» **What this task involves**
Continue the forum thread below on the difference between * and + in Perl regular expressions, starting after its last sentence.

------ Supplied text ------

Velocity Reviews - Computer Hardware Reviews

Velocity Reviews > Newsgroups > Programming > Perl > Perl Misc > Difference of * and + in regular expression

Reply
Thread Tools

Difference of * and + in regular expression

 
 
Peng Yu
Guest
Posts: n/a
 
      06-22-2008
Hi,

If I used the uncommented if-statement, I would get no match. If I
used the commend if statement otherwise, I would have the following
string as the output. I'm wondering why the regular expression with *
does not match anything?

namespace a { namespace b { namespace c {

Thanks,
Peng

$string="a namespace a { namespace b { namespace c { ";

#if ($string =~ /\s*((namespace\s+\w(\w|\d)*\s*\{\s*)+)/) {
if ($string =~ /\s*((namespace\s+\w(\w|\d)*\s*\{\s*)*)/) {
print "$1\$\n";
}
 
Reply With Quote
 
 
 
 
Gunnar Hjalmarsson
Guest
Posts: n/a
 
      06-22-2008
Peng Yu wrote:
> If I used the uncommented if-statement, I would get no match.


Not true. $1 is defined, so the regex does match.

> $string="a namespace a { namespace b { namespace c { ";
>
> #if ($string =~ /\s*((namespace\s+\w(\w|\d)*\s*\{\s*)+)/) {
> if ($string =~ /\s*((namespace\s+\w(\w|\d)*\s*\{\s*)*)/) {
> print "$1\$\n";
> }


With the * quantifier, the regex seems to behave non-greedy, though.

--
Gunnar Hjalmarsson
Email: http://www.gunnar.cc/cgi-bin/contact.pl
 
Reply With Quote
 
 
 
 
John W. Krahn
Guest
Posts: n/a
 
      06-22-2008
Peng Yu wrote:
> Hi,
>
> If I used the uncommented if-statement, I would get no match. If I
> used the commend if statement otherwise, I would have the following
> string as the output. I'm wondering why the regular expression with *
> does not match anything?


It does match, it just doesn't match what you expected it to match.

------ Supplied entries ------

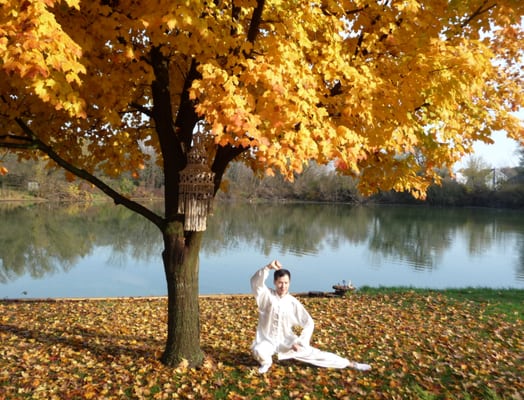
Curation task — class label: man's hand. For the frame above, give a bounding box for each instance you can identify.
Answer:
[268,260,282,269]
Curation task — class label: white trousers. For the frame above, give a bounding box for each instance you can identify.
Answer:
[252,341,350,368]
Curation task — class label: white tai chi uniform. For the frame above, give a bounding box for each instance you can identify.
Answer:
[251,266,350,370]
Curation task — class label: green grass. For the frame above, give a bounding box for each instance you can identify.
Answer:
[358,286,524,321]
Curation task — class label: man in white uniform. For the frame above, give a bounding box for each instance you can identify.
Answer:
[251,260,371,374]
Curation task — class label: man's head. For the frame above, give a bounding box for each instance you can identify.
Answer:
[273,268,291,297]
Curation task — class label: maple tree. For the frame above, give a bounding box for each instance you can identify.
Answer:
[0,289,524,400]
[0,0,524,365]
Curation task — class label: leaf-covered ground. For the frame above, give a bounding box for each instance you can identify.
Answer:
[0,291,524,400]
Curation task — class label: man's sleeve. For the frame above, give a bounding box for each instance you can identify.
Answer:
[251,266,269,303]
[295,300,315,347]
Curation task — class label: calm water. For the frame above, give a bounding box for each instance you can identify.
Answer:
[0,204,524,298]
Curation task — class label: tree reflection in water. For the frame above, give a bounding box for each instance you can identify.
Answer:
[0,203,524,295]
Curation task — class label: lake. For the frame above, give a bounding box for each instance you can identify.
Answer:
[0,203,524,299]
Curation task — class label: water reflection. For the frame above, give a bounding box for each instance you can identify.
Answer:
[0,203,524,296]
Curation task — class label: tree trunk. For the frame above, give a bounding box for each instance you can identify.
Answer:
[162,222,204,367]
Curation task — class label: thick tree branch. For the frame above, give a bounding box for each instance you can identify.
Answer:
[460,0,497,28]
[211,144,249,193]
[247,0,266,43]
[15,118,164,230]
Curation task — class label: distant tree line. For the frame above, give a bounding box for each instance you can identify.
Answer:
[0,147,524,208]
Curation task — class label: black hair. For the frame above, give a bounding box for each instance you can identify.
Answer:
[273,268,291,281]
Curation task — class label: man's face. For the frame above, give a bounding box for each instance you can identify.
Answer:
[274,275,289,297]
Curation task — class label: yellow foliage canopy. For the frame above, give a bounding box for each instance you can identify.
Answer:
[0,0,524,196]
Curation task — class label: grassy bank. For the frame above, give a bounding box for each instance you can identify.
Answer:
[0,288,524,399]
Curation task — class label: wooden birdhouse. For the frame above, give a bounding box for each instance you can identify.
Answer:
[178,141,215,232]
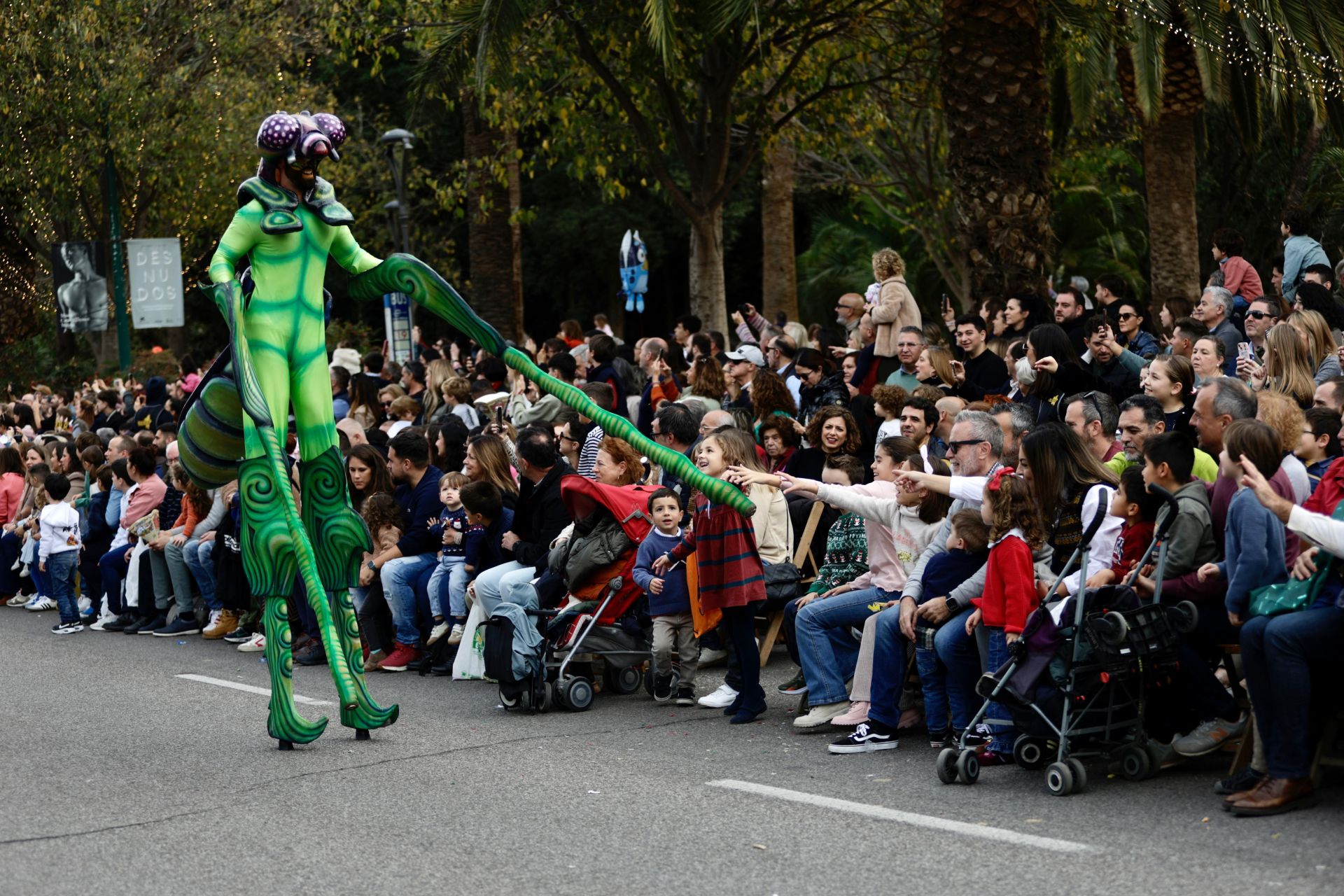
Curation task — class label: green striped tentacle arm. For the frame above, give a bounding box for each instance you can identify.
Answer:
[349,253,755,516]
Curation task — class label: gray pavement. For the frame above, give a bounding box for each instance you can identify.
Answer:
[0,608,1344,896]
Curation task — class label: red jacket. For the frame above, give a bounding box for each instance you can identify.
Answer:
[970,532,1040,634]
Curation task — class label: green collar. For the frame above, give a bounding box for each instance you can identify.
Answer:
[238,177,355,234]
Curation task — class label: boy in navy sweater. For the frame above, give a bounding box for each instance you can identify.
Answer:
[634,488,700,706]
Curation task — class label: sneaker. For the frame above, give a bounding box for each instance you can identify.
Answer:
[133,612,168,634]
[1172,712,1246,756]
[776,669,808,697]
[238,634,266,653]
[700,650,729,668]
[831,700,872,728]
[793,700,849,728]
[378,640,421,672]
[696,687,738,709]
[827,724,900,754]
[200,610,238,640]
[153,614,200,638]
[1214,766,1268,797]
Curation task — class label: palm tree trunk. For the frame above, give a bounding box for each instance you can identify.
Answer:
[462,90,523,340]
[761,140,798,321]
[1142,111,1199,304]
[941,0,1051,297]
[691,206,731,338]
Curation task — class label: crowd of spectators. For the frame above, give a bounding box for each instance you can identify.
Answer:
[0,211,1344,814]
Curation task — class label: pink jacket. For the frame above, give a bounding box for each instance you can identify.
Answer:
[121,474,168,529]
[0,473,23,525]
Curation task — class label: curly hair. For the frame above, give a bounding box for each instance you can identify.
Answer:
[872,248,906,282]
[985,475,1046,551]
[750,367,798,421]
[808,405,863,454]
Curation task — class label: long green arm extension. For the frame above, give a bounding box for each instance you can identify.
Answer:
[349,253,755,516]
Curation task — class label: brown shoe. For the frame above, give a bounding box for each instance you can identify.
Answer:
[1231,778,1316,816]
[200,610,238,640]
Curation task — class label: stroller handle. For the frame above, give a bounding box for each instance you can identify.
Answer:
[1148,482,1180,539]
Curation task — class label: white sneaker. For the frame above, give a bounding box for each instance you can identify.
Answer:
[696,685,741,709]
[238,634,266,653]
[793,700,849,728]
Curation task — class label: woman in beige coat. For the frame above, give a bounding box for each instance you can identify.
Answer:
[869,248,923,383]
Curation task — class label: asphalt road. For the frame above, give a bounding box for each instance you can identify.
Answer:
[0,608,1344,896]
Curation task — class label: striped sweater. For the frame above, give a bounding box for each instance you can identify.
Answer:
[668,494,764,610]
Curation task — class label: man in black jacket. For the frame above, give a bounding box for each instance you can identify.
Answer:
[470,426,574,617]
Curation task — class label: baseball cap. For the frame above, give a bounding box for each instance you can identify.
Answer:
[724,345,764,367]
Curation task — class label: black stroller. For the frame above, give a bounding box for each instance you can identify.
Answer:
[937,485,1198,797]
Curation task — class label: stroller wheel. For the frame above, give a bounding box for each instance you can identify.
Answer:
[937,747,957,785]
[1046,762,1074,797]
[955,750,980,785]
[1012,735,1046,771]
[1119,747,1153,780]
[1065,756,1087,794]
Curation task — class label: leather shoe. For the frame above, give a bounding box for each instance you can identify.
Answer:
[1231,778,1316,816]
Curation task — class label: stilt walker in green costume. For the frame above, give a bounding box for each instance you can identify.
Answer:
[178,111,752,750]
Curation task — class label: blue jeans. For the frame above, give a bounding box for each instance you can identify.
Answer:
[476,560,538,618]
[46,551,79,622]
[428,554,470,620]
[181,539,216,612]
[796,589,899,706]
[380,554,437,648]
[1242,607,1344,778]
[985,626,1017,755]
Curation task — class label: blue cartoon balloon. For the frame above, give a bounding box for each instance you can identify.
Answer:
[621,231,649,314]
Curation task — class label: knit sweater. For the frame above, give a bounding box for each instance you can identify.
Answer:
[668,494,764,610]
[1218,488,1287,614]
[970,529,1039,634]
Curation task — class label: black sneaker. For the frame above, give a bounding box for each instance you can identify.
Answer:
[102,612,140,631]
[1214,766,1265,797]
[827,722,900,754]
[149,614,200,638]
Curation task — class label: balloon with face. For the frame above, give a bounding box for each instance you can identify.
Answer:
[621,231,649,314]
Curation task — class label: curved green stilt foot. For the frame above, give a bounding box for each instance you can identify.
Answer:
[349,253,755,516]
[263,598,327,748]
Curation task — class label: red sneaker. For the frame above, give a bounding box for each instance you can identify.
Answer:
[378,640,421,672]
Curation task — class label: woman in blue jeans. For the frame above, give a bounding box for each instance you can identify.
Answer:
[1224,456,1344,816]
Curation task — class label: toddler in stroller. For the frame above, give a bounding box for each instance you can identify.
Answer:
[485,475,656,710]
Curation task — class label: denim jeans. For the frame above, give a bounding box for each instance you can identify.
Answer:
[46,550,79,622]
[380,554,437,646]
[428,554,469,620]
[181,539,215,612]
[476,560,538,618]
[796,589,899,706]
[1240,607,1344,778]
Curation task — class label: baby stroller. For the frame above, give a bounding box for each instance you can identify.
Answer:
[937,485,1198,797]
[485,475,654,712]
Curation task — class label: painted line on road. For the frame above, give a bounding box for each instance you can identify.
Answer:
[707,779,1096,853]
[176,674,335,706]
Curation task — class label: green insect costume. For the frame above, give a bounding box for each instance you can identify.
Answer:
[178,111,754,750]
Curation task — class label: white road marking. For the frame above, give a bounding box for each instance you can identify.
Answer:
[708,780,1097,853]
[176,676,335,706]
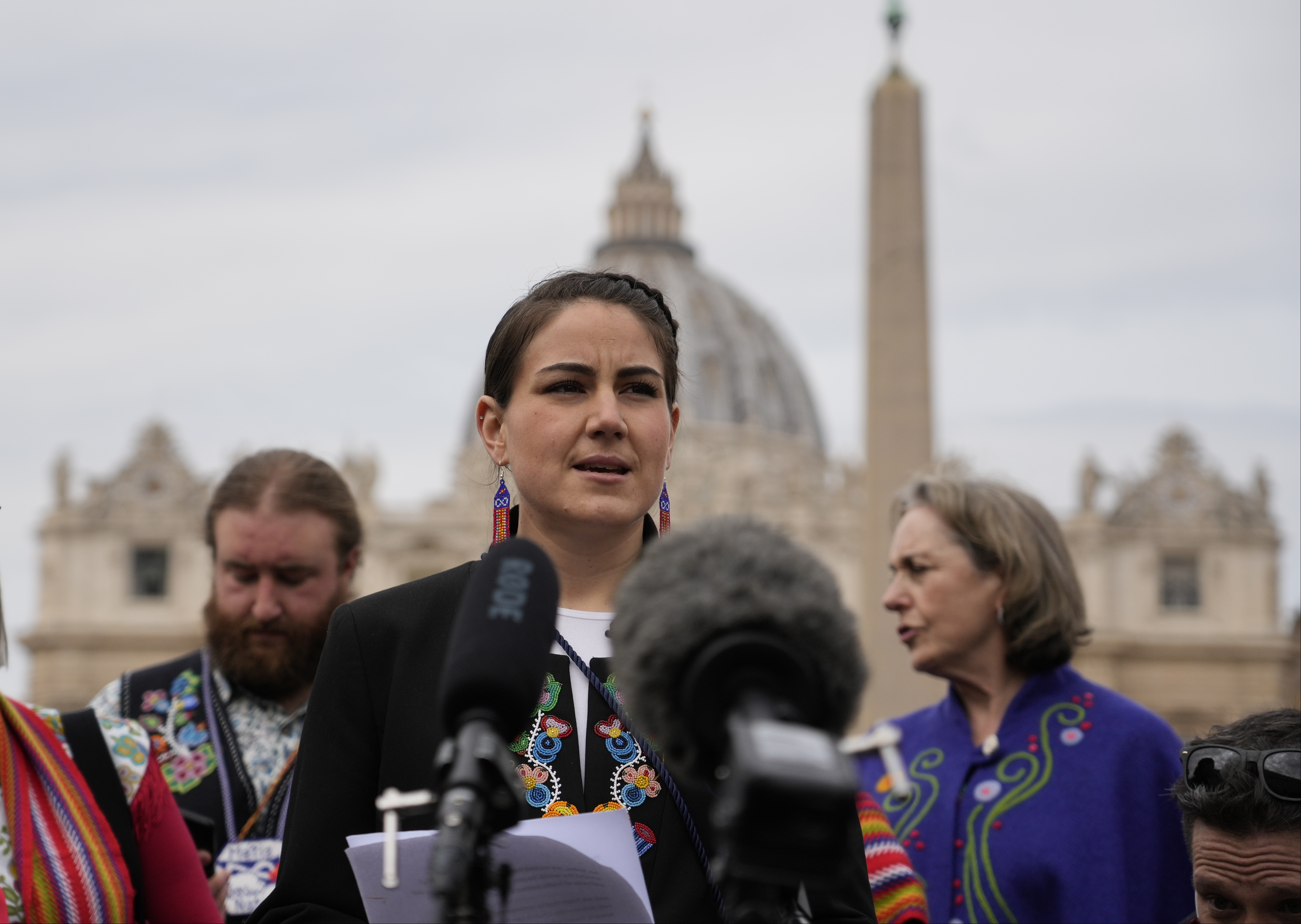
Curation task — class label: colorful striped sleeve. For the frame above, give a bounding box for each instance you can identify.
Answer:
[857,792,928,924]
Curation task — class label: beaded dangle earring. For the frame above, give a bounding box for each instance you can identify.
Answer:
[492,475,510,545]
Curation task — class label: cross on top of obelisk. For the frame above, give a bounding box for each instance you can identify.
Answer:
[886,0,904,69]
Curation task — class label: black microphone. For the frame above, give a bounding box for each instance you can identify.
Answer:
[439,539,560,741]
[610,517,866,920]
[429,539,560,921]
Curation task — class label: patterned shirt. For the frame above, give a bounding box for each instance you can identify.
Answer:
[0,705,150,921]
[90,666,307,802]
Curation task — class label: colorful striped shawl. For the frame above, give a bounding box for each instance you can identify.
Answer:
[859,792,926,924]
[0,695,134,921]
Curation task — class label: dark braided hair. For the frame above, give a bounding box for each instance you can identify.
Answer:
[484,271,678,407]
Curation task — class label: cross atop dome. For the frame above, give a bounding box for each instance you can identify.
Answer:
[886,0,905,70]
[610,109,682,243]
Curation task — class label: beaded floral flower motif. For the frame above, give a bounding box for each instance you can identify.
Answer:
[619,764,660,808]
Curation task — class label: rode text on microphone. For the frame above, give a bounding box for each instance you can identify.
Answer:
[375,539,560,921]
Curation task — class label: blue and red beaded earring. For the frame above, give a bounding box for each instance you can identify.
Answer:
[492,475,510,545]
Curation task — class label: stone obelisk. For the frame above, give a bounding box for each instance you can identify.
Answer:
[859,4,945,726]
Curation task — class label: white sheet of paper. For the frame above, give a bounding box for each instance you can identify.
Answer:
[345,810,654,924]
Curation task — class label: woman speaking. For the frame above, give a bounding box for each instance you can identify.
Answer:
[860,475,1193,921]
[254,272,874,921]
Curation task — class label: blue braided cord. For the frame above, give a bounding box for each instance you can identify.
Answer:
[556,628,727,920]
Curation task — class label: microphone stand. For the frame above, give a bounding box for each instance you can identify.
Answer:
[712,690,857,924]
[375,718,524,924]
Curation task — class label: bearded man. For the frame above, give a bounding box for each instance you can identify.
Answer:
[91,449,362,915]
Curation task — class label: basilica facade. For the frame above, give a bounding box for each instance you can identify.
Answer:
[22,128,1298,735]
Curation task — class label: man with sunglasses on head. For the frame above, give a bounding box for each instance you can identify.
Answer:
[1175,709,1301,924]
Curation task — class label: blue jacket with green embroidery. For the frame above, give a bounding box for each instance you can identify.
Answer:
[859,665,1193,923]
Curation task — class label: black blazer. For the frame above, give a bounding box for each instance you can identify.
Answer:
[250,562,876,924]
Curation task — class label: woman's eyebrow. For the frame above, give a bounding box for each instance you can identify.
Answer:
[536,363,663,379]
[615,366,663,379]
[537,363,596,378]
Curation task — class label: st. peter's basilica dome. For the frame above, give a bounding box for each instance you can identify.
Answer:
[592,125,822,450]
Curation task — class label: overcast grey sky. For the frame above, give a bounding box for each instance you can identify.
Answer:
[0,0,1301,692]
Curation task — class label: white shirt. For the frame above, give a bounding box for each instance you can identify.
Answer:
[552,606,614,786]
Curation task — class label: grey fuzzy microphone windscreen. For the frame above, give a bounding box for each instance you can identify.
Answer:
[610,517,866,776]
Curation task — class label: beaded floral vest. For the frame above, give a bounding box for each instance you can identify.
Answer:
[510,655,675,864]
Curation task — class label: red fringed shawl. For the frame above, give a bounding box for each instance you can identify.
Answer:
[0,695,134,924]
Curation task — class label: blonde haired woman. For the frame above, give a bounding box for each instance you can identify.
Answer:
[860,475,1193,921]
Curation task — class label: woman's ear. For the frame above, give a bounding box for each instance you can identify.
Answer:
[475,394,510,465]
[663,402,682,471]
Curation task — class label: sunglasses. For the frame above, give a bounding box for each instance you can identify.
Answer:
[1179,744,1301,802]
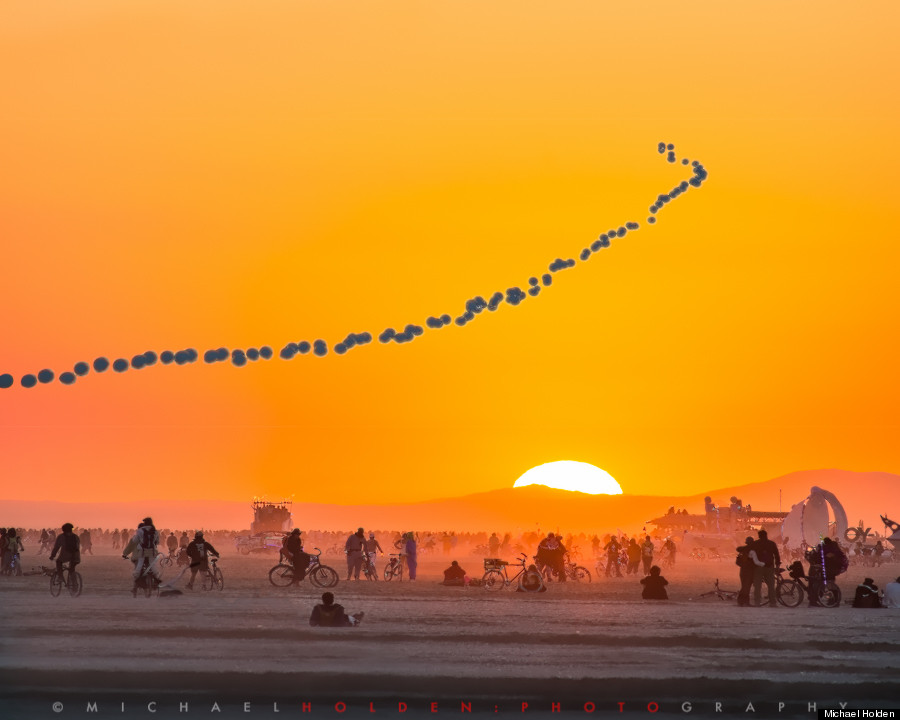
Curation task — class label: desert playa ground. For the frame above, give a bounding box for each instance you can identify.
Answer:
[0,551,900,720]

------

» **Written reply**
> namespace a { namespace b { namespace c {
>
> Thanks,
> Peng
>
> $string="a namespace a { namespace b { namespace c { ";
>
> #if ($string =~ /\s*((namespace\s+\w(\w|\d)*\s*\{\s*)+)/) {
> if ($string =~ /\s*((namespace\s+\w(\w|\d)*\s*\{\s*)*)/) {
> print "$1\$\n";
> }


$ perl -e'
use re qw/ debug /;

my $string = "a namespace a { namespace b { namespace c { ";

if ($string =~ /\s*((namespace\s+\w(\w|\d)*\s*\{\s*)*)/) {
print "$1\$\n";
}
'
Compiling REx `\s*((namespace\s+\w(\w|\d)*\s*\{\s*)*)'
size 40 Got 324 bytes for offset annotations.
first at 1
1: STAR(3)
2: SPACE(0)
3: OPEN1(5)
5: CURLYX[0] {0,32767}(37)
7: OPEN2(9)
9: EXACT <namespace>(13)
13: PLUS(15)
14: SPACE(0)
15: ALNUM(16)
16: CURLYM[3] {0,32767}(2
20: BRANCH(22)
21: ALNUM(26)
22: BRANCH(24)
23: DIGIT(26)
26: SUCCEED(0)
27: NOTHING(2
28: STAR(30)
29: SPACE(0)
30: EXACT <{>(32)
32: STAR(34)
33: SPACE(0)
34: CLOSE2(36)
36: WHILEM[1/2](0)
37: NOTHING(3
38: CLOSE1(40)
40: END(0)
minlen 0
Offsets: [40]
3[1] 1[2] 4[1] 0[0] 37[1] 0[0] 5[1] 0[0] 6[9] 0[0] 0[0] 0[0]
17[1] 15[2] 18[2] 27[1] 0[0] 20[1] 0[0] 20[1] 21[2] 23[1] 24[2] 26[1]
0[0] 27[0] 27[0] 30[1] 28[2] 31[2] 0[0] 35[1] 33[2] 36[1] 0[0] 37[0]
37[0] 38[1] 0[0] 39[0]
Matching REx "\s*((namespace\s+\w(\w|\d)*\s*\{\s*)*)" against "a
namespace a { namespace b { namespace c { "
Setting an EVAL scope, savestack=5
0 <> <a namespace > | 1: STAR
SPACE can match 0 times out of 2147483647...
Setting an EVAL scope, savestack=5
0 <> <a namespace > | 3: OPEN1
0 <> <a namespace > | 5: CURLYX[0] {0,32767}
0 <> <a namespace > | 36: WHILEM[1/2]
0 out of 0..32767 cc=bfa0d330
Setting an EVAL scope, savestack=15
0 <> <a namespace > | 7: OPEN2
0 <> <a namespace > | 9: EXACT <namespace>
failed...
restoring \1 to -1(0)..-1(no)
restoring \1..\3 to undef
failed, try continuation...
0 <> <a namespace > | 37: NOTHING
0 <> <a namespace > | 38: CLOSE1
0 <> <a namespace > | 40: END
Match successful!
$
Freeing REx: `"\\s*((namespace\\s+\\w(\\w|\\d)*\\s*\\{\\s*)* )"'


You see where it says "Match successful!", that means that the
expression (namespace\s+\w(\w|\d)*\s*\{\s*)* matched zero times.

Also, the expression \w(\w|\d)* could be simplified to \w+.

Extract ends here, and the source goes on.